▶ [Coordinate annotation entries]
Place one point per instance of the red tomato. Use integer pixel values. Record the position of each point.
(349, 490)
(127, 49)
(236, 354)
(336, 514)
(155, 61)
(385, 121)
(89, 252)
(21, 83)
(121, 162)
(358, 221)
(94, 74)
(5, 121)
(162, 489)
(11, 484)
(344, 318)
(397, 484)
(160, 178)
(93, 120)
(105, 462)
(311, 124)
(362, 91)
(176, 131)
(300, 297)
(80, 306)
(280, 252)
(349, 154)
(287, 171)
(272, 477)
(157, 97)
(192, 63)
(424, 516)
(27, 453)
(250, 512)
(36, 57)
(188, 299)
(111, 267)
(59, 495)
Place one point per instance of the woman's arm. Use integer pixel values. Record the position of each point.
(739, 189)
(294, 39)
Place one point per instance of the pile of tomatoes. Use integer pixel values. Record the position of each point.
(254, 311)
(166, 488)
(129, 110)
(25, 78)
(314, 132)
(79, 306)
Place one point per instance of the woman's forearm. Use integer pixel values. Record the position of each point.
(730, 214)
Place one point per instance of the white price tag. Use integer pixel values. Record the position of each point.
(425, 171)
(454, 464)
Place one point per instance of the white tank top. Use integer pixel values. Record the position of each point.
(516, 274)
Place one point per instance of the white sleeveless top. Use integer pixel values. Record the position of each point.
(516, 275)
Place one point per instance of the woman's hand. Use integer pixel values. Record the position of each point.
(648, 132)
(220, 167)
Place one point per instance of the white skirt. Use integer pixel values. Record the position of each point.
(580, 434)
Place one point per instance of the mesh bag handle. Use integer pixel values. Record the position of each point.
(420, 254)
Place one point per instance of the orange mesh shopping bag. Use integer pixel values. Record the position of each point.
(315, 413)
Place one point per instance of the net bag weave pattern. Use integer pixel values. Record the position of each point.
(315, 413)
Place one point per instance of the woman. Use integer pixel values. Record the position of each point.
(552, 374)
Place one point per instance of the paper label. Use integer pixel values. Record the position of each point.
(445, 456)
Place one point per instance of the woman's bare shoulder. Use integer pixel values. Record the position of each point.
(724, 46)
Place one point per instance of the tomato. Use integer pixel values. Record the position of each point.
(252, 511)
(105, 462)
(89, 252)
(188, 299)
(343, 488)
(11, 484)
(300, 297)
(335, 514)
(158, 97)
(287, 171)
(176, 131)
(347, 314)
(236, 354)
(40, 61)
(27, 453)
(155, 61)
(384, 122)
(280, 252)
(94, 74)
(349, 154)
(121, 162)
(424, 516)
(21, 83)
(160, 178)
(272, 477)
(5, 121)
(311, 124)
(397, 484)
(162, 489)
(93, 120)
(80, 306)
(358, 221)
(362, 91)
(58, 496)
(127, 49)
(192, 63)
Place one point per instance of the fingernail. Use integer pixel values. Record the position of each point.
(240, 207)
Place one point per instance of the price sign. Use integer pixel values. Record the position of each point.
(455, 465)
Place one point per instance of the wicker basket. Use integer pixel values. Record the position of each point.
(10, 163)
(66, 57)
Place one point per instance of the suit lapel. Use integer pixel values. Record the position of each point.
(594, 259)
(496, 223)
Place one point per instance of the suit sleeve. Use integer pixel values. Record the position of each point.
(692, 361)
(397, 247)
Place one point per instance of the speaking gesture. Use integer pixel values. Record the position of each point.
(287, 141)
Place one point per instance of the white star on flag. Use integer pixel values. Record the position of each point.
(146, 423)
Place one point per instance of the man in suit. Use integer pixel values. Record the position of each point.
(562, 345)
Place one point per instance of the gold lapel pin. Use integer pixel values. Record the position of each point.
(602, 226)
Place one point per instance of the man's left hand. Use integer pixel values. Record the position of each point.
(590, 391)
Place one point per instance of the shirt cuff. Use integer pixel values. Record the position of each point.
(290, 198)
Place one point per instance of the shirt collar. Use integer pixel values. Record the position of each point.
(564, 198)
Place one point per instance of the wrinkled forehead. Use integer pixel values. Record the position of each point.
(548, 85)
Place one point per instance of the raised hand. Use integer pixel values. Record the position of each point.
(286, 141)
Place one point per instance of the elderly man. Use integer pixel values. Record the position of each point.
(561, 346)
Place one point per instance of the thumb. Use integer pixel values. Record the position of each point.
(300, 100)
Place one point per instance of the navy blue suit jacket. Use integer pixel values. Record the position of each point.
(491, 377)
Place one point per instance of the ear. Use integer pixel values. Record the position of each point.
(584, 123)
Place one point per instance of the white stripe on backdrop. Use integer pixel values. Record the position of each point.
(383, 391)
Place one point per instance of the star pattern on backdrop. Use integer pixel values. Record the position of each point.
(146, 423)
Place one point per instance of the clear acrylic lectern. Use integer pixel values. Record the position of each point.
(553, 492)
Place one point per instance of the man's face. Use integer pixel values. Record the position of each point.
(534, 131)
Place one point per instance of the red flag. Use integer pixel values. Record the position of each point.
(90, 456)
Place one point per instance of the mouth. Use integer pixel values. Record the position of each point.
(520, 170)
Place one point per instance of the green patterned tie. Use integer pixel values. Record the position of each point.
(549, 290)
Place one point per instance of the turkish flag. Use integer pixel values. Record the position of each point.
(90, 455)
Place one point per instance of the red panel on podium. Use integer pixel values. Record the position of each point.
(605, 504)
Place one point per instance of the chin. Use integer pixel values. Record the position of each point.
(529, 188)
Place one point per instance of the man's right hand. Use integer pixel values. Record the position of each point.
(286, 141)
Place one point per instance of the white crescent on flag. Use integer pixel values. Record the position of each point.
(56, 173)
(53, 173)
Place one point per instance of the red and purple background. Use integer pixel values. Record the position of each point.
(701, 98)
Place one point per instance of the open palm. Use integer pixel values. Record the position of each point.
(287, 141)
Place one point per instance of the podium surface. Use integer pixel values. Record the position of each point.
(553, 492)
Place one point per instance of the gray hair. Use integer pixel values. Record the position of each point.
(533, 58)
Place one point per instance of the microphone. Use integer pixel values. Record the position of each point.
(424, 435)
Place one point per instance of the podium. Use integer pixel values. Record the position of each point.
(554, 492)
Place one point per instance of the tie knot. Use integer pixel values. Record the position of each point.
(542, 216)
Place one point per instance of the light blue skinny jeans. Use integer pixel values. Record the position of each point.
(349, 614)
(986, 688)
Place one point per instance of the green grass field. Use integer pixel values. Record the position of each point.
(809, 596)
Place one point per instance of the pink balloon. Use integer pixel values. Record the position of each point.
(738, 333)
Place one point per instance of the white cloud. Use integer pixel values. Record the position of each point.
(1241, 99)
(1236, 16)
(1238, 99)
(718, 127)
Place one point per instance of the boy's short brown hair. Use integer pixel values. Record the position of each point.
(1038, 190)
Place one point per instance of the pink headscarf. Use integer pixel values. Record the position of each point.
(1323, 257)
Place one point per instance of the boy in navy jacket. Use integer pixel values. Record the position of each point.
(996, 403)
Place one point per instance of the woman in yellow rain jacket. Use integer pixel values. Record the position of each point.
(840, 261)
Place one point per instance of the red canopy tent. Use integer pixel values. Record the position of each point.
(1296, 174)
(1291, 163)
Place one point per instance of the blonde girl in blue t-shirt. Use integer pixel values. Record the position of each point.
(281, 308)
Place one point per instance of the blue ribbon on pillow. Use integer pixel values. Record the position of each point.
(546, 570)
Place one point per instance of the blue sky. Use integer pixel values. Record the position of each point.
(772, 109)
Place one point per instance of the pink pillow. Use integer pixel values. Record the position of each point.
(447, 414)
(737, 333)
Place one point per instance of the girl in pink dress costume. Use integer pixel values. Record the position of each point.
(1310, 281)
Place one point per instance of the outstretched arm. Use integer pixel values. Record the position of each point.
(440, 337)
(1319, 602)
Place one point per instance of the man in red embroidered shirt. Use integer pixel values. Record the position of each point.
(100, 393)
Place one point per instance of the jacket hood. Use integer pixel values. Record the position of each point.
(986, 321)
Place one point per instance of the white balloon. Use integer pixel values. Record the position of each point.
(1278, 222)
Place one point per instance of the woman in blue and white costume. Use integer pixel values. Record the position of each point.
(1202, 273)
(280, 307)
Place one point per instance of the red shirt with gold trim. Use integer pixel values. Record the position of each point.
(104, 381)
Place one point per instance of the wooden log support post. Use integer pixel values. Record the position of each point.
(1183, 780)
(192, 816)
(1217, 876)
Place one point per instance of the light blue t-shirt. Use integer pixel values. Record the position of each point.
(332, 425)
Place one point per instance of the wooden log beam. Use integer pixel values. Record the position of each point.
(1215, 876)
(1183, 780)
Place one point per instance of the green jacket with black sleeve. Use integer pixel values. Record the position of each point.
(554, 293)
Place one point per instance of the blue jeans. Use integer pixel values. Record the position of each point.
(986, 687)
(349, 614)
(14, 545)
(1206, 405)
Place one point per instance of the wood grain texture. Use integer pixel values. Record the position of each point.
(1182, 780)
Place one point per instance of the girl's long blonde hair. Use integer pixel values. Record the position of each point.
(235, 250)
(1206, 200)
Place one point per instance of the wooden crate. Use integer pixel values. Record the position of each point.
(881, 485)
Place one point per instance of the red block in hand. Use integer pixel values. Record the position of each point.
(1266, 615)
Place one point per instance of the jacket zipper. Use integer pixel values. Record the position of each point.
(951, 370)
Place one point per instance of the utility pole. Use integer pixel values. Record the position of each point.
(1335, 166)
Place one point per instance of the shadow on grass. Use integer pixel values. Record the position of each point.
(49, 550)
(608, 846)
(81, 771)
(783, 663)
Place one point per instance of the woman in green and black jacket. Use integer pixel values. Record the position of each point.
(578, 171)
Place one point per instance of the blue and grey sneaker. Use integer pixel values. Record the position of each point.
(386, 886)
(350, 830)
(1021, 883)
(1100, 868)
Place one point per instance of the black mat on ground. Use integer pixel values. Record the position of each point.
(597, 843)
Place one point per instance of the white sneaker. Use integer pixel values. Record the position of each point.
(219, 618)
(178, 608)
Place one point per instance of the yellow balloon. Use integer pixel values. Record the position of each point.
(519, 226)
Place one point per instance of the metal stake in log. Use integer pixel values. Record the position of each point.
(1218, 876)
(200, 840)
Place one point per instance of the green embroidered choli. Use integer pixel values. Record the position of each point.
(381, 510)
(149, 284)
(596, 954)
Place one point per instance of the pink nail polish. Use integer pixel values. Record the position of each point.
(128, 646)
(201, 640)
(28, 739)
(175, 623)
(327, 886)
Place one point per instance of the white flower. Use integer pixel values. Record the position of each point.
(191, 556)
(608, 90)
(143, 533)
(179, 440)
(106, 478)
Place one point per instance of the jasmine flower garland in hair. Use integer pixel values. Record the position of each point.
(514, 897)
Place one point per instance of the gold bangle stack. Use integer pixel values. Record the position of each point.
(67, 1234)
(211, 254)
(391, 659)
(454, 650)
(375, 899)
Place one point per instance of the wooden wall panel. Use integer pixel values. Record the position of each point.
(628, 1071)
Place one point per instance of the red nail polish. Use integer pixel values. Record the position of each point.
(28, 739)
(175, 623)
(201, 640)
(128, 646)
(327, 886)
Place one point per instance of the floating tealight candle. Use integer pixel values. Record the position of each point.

▶ [Written instruction] Find the line that contains "Place one point per instance of the black". Repeat it and every line after it, exactly as written, up to and including the last line of the records above.

▶ [Result of this exercise]
Place one point per instance of the black mat on ground. Use integer pixel values. Record the position of each point.
(597, 843)
Place one point per instance of the white sneaker. Use integer pixel values. Record the position of each point.
(219, 618)
(178, 608)
Place one point per instance of the yellow balloon. Use integer pixel values. Record the position of each point.
(519, 226)
Place one point per instance of the metal stake in log. Use integer pixel values. Record the position of each point.
(1218, 876)
(200, 840)
Place one point per instance of the green embroidered choli. Use integer pixel values. Record the position of each point.
(381, 510)
(149, 284)
(596, 954)
Place one point per instance of the pink nail polish. Use integer pixel values. Record the position of each point.
(128, 646)
(201, 640)
(28, 739)
(175, 623)
(327, 886)
Place one point per instance of the white flower. Use integer pixel values. Record the position of each point.
(191, 556)
(608, 90)
(143, 533)
(179, 440)
(106, 478)
Place one point per instance of the jasmine flower garland in hair. Use integer pixel values. Record the position of each point.
(514, 897)
Place one point per instance of the gold bangle stack. Use integer pixel values. Record the position of each point.
(67, 1234)
(211, 254)
(391, 659)
(454, 650)
(375, 899)
Place one point per instance of the wooden wall panel. Use integer pixel values. Record the position of each point.
(628, 1071)
Place one point per instance of the red nail polish. Use integer pixel values. Record the position of each point.
(28, 739)
(175, 623)
(201, 640)
(128, 646)
(327, 886)
Place one point per instance of the floating tealight candle. Use integer pixel values. Record the position of each point.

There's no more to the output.